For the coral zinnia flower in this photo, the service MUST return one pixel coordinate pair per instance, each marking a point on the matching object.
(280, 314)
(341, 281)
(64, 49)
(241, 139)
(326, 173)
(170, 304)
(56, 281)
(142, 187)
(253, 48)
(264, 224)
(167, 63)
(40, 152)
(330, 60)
○ ○ ○ ○ ○
**EXERCISE PROMPT:** Reproduce every line of the entries above verbatim, keeping their original order.

**SOLUTION BELOW:**
For the coral zinnia flower in this photo, the service MUST return one pixel coordinate pair per instance, each marking a point on the matching object.
(280, 314)
(341, 281)
(64, 49)
(241, 139)
(326, 173)
(170, 304)
(56, 281)
(142, 187)
(253, 48)
(264, 224)
(167, 63)
(40, 152)
(330, 60)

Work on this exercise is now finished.